GPU minibatch training

532 views
Skip to first unread message

Rami Al-Rfou'

unread,
Oct 11, 2012, 5:44:31 PM10/11/12
to theano...@googlegroups.com, Bryan Perozzi
Hi All,

I am training a model with mini-batches. The GPU execution is slower than the CPU, the speed is around half the CPU one.

I decided to use shared datasets, as explained in the MLP sgd example in the tutorials, to copy the data to the GPU memory and avoid transferring data penalty.

Two things I observed:
  1- The GPU memory usage does not change, I monitor it using nvidia-smi
  2- The execution did not get faster.

I attached below my profiling logs of the CPU/GPU executions. Bear in mind that the code execute for fixed amount of time, however, the CPU processes twice more batches than the GPU.

Your help is really appreciated :).

Regards.
--
Rami Al-Rfou
cpu_log
gpu_log

James Bergstra

unread,
Oct 11, 2012, 5:50:58 PM10/11/12
to theano...@googlegroups.com, Bryan Perozzi
What timing results do you get when you run the actual deep learning
tutorial code?

رامي الرفوع

unread,
Oct 11, 2012, 6:09:56 PM10/11/12
to theano...@googlegroups.com, Bryan Perozzi
In case the attachments did not appear.
@James
For theano test offered in the website, I get better results when running things on the GPU. Here is the table of timings, those are calculated for the first variation of the code, the other variations show the expected speedups.

ExperimentGPU (sec)CPU (sec)
allow_gc=True;
float32
0.4315.44
allow_gc=False
float32
0.29515.43
float64; allow_gc=True3.853.86
float64; allow_gc=False3.873.87

James Bergstra

unread,
Oct 11, 2012, 9:16:50 PM10/11/12
to theano...@googlegroups.com, Bryan Perozzi
Hi Rami,

The pattern among the runtimes in your table are expected for code that maps well on to GPU.  GPU only works in float32, and garbage collection slows things down somewhat.

HTH,
- James

رامي الرفوع

unread,
Oct 11, 2012, 10:13:18 PM10/11/12
to theano...@googlegroups.com, Bryan Perozzi
@James
The test program run as expected, my code does not behave the same. Profiling does not show that I am using float 64 or there is any operation running on CPU. The GPU log shows that I am using the GPU for all operations, still I am not getting any speedups.

I am looking for what I am missing, any hints are appreciated.

_Material shown:_
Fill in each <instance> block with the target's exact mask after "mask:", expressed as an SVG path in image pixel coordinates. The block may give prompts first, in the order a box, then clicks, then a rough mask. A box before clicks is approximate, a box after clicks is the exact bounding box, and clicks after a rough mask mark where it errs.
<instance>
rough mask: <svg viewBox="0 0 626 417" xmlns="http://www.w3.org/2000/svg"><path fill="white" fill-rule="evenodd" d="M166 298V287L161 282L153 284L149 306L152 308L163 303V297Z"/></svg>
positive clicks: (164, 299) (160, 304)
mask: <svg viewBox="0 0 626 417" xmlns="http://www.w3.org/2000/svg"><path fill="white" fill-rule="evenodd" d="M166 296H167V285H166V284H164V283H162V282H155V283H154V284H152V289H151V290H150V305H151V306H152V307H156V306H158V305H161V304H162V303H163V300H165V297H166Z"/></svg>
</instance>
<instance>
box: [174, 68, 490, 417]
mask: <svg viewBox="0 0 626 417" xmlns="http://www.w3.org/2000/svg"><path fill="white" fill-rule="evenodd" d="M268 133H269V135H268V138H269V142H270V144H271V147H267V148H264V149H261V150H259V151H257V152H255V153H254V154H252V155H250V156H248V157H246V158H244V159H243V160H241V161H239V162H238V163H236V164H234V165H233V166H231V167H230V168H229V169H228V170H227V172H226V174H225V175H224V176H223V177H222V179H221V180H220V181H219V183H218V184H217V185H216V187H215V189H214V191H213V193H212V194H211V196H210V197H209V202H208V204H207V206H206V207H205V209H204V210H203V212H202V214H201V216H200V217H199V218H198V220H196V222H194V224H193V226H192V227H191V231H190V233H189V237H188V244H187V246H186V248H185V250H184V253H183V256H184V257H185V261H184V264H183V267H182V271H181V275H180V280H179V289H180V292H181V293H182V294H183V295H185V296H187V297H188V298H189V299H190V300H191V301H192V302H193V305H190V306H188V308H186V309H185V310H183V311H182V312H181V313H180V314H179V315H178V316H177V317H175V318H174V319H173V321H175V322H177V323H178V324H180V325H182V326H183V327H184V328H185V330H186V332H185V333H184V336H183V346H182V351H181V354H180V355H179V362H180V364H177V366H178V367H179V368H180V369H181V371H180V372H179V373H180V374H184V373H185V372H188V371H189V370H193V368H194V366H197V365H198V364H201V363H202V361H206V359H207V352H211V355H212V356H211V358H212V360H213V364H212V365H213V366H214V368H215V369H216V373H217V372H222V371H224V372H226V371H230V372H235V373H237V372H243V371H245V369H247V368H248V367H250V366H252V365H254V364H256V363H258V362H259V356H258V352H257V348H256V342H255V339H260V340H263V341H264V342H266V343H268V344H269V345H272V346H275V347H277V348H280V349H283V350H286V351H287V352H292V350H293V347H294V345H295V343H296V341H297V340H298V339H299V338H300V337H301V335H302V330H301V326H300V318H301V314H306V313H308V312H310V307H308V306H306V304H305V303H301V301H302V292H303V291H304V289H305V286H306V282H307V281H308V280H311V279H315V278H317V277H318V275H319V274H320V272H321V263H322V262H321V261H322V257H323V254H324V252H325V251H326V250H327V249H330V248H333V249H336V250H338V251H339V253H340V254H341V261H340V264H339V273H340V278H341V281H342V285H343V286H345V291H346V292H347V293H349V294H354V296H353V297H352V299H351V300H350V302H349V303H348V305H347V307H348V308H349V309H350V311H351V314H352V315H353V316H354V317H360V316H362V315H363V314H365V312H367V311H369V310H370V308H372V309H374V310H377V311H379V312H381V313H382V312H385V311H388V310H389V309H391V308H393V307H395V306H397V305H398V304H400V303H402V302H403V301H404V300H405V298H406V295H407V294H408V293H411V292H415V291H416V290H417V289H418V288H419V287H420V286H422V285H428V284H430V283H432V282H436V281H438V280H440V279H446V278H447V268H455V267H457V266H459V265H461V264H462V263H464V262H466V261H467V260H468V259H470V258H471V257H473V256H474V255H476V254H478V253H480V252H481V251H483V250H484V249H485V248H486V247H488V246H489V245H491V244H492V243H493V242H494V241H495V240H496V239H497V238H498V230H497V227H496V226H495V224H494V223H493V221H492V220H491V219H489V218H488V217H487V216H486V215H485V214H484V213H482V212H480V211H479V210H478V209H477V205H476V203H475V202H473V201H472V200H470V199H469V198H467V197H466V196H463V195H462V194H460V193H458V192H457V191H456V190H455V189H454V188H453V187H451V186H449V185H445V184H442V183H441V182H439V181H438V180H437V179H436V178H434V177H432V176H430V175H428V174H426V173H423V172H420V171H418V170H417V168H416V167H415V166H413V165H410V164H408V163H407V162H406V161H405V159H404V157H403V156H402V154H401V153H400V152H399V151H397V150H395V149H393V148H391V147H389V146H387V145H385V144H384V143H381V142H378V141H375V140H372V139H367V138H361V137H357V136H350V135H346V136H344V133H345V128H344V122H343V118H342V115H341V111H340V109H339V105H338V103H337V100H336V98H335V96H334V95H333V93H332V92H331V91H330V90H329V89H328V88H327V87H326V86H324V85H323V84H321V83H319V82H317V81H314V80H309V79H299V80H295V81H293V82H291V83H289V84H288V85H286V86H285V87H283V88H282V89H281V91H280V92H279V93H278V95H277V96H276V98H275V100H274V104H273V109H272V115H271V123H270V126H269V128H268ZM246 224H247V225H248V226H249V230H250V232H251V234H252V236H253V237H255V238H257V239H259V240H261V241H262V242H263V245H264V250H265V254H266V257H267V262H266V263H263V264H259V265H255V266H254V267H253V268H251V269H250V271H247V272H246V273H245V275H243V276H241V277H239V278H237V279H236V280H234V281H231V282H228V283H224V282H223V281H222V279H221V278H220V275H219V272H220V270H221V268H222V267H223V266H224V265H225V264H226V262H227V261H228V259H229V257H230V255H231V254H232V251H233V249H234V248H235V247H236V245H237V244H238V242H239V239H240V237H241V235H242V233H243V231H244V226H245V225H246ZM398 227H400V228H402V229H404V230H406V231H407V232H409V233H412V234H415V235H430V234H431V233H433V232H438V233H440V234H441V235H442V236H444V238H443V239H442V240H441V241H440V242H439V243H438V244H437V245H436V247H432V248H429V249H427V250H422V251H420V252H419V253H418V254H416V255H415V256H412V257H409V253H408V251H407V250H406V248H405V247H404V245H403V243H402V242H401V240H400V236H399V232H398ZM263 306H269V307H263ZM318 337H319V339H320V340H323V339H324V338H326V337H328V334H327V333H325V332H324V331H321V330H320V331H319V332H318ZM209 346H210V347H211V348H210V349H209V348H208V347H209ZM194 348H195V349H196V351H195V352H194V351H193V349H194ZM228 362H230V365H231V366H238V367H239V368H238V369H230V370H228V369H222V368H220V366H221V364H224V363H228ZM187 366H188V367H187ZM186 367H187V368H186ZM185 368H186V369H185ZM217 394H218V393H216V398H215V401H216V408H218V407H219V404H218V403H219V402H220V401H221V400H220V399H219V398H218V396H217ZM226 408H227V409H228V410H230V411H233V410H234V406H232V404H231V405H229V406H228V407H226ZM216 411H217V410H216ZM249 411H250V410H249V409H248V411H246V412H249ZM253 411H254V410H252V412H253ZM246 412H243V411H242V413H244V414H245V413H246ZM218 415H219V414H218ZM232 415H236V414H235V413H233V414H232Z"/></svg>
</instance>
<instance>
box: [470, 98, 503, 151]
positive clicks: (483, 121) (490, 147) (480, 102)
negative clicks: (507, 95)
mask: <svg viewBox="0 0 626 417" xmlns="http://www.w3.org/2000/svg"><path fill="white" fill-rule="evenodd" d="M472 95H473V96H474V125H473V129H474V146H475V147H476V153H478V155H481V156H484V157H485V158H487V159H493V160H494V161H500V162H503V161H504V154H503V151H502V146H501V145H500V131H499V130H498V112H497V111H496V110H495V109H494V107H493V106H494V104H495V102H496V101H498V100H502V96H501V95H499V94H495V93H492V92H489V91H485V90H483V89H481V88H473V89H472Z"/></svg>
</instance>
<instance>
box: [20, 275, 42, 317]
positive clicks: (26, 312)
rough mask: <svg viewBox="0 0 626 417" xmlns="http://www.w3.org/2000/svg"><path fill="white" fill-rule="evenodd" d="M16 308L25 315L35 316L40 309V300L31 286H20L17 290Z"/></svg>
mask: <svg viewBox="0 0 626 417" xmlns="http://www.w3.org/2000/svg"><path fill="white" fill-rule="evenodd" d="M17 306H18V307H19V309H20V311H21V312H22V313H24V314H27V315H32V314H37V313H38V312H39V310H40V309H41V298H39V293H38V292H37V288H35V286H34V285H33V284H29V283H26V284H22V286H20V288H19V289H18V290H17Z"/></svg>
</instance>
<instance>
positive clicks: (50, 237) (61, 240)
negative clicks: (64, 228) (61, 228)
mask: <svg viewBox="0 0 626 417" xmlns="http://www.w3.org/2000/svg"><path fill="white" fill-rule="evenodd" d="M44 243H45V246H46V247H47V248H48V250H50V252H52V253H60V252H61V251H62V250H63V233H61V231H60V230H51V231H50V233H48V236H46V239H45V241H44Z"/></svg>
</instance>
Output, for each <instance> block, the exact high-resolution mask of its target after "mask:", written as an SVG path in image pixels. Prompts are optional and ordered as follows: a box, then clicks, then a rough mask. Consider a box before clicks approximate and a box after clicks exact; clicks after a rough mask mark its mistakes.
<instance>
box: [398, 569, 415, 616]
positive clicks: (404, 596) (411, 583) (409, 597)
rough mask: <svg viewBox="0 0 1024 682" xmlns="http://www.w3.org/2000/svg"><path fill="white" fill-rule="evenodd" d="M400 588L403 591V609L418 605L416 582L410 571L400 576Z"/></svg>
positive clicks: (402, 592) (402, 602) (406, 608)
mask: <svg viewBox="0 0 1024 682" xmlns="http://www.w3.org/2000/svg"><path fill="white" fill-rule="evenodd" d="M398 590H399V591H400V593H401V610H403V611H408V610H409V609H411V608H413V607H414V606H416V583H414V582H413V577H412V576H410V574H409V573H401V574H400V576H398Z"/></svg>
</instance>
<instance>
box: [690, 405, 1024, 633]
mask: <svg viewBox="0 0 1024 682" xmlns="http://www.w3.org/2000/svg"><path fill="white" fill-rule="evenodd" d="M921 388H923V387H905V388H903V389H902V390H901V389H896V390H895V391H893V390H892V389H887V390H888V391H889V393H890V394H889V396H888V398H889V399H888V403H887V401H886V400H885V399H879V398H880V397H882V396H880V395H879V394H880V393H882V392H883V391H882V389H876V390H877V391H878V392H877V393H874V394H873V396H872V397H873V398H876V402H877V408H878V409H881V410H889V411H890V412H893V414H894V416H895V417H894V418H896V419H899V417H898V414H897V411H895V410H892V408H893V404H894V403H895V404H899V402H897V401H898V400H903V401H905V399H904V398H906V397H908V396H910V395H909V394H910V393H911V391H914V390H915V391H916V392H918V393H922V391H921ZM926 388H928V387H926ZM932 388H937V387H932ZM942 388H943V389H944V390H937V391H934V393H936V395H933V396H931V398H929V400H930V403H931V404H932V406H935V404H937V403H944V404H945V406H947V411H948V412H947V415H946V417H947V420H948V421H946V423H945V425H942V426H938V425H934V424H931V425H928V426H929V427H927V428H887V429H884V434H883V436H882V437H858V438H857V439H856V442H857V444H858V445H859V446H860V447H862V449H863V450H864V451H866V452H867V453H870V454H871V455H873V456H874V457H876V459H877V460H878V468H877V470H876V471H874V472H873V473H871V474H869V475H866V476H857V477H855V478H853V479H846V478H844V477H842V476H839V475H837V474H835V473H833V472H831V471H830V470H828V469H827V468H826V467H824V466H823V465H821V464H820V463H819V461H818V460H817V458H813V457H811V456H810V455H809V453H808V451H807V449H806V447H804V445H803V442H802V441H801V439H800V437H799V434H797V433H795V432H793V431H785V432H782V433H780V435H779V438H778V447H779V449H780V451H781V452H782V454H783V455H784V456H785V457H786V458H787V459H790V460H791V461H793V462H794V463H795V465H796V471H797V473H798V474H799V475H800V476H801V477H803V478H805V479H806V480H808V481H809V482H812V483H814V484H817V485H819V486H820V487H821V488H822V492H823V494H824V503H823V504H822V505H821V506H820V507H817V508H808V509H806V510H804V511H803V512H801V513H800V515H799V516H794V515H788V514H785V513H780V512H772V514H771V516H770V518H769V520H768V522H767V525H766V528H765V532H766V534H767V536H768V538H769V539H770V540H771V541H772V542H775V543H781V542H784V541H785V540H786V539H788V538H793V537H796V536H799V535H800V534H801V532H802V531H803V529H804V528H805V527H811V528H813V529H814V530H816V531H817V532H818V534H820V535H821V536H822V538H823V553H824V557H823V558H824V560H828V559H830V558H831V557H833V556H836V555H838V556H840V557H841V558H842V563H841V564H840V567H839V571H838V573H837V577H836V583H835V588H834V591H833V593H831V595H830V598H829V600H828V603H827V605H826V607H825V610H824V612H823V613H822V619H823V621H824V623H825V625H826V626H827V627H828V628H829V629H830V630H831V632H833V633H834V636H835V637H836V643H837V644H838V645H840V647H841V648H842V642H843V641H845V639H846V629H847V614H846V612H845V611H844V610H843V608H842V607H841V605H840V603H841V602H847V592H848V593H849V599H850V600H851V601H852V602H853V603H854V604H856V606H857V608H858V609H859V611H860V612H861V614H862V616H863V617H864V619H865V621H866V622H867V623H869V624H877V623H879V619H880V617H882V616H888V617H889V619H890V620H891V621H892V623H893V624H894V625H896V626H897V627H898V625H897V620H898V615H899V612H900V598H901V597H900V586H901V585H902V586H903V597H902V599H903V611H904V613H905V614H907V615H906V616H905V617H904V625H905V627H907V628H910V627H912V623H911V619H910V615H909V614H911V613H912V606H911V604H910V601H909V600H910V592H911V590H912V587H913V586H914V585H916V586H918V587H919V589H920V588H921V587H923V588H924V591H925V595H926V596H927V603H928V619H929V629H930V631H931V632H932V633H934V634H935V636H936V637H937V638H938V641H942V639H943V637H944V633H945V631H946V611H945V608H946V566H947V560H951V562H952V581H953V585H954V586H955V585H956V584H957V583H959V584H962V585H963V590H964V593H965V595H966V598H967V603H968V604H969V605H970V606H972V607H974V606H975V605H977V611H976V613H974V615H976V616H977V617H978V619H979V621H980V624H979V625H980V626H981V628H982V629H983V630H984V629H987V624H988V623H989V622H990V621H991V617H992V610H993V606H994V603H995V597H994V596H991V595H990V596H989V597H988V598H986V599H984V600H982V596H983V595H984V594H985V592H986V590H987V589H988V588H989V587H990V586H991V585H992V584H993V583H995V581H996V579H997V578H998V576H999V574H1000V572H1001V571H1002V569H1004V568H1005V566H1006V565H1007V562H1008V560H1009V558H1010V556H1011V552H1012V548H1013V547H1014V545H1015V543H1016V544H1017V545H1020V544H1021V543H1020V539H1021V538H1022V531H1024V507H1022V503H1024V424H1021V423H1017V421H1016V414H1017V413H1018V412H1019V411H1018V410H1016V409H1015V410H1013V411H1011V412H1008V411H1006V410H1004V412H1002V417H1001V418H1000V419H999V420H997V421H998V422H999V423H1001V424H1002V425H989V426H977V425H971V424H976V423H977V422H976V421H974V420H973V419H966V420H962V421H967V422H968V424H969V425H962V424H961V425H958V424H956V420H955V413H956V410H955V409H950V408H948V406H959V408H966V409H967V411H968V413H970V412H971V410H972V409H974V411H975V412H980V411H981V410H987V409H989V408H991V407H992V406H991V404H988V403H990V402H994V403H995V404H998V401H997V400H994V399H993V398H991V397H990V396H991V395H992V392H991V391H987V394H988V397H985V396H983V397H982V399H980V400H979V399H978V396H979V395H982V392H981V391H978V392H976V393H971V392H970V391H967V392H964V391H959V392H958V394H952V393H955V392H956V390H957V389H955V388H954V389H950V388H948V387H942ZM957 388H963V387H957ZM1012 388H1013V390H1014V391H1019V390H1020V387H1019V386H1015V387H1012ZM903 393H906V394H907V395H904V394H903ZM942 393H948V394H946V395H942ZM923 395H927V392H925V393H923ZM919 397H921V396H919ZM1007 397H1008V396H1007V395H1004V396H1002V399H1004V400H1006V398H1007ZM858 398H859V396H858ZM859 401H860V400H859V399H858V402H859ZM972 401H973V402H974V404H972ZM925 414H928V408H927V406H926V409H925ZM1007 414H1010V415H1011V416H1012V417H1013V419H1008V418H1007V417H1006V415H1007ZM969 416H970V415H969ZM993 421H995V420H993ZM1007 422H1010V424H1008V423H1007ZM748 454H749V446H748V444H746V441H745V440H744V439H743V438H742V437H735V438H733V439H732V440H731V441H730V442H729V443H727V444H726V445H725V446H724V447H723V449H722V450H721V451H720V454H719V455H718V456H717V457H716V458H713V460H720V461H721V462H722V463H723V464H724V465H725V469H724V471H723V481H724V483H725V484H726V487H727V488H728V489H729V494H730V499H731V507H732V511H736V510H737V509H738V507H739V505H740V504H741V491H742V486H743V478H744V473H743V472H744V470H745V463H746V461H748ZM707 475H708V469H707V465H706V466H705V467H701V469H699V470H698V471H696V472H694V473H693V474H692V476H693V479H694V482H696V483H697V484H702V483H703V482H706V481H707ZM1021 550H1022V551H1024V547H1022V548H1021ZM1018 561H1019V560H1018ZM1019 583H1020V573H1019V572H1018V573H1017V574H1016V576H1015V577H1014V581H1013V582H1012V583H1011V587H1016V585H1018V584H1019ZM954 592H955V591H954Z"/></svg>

_What is needed:_
Pick up the forum thread on GPU minibatch training after its final message and continue it.

_Reply:_
Pascal Lamblin

unread,
Oct 11, 2012, 10:43:12 PM10/11/12
to theano...@googlegroups.com
Hi Rami,
Apparently, some operations have a GPU implementation that is slower
than the GPU one, as they have not been optimized yet: In your case,
GpuAdvancedIncSubtensor1 is 5 to 10 times slower than the CPU equivalent
(AdvancedIncSubtensor1) for each call.

This operation happens in particular when taking the gradient of
expressions like a[v], where v is a vector of integers. Maybe there is
a way to express your graph in a way that does not involve advanced
indexing, and could be faster with current implementation.

--
Pascal

رامي الرفوع

unread,
Oct 12, 2012, 5:49:20 AM10/12/12
to theano...@googlegroups.com
Hi Pascal,

Thanks for the insight, I see what you are saying in the logs. Actually, I index a large matrix to lookup the words embeddings.

I think I can implement indexing as a multiplication with a sparse matrix, will that speed up things? As far as I understand sparse operations will be executed at the CPU.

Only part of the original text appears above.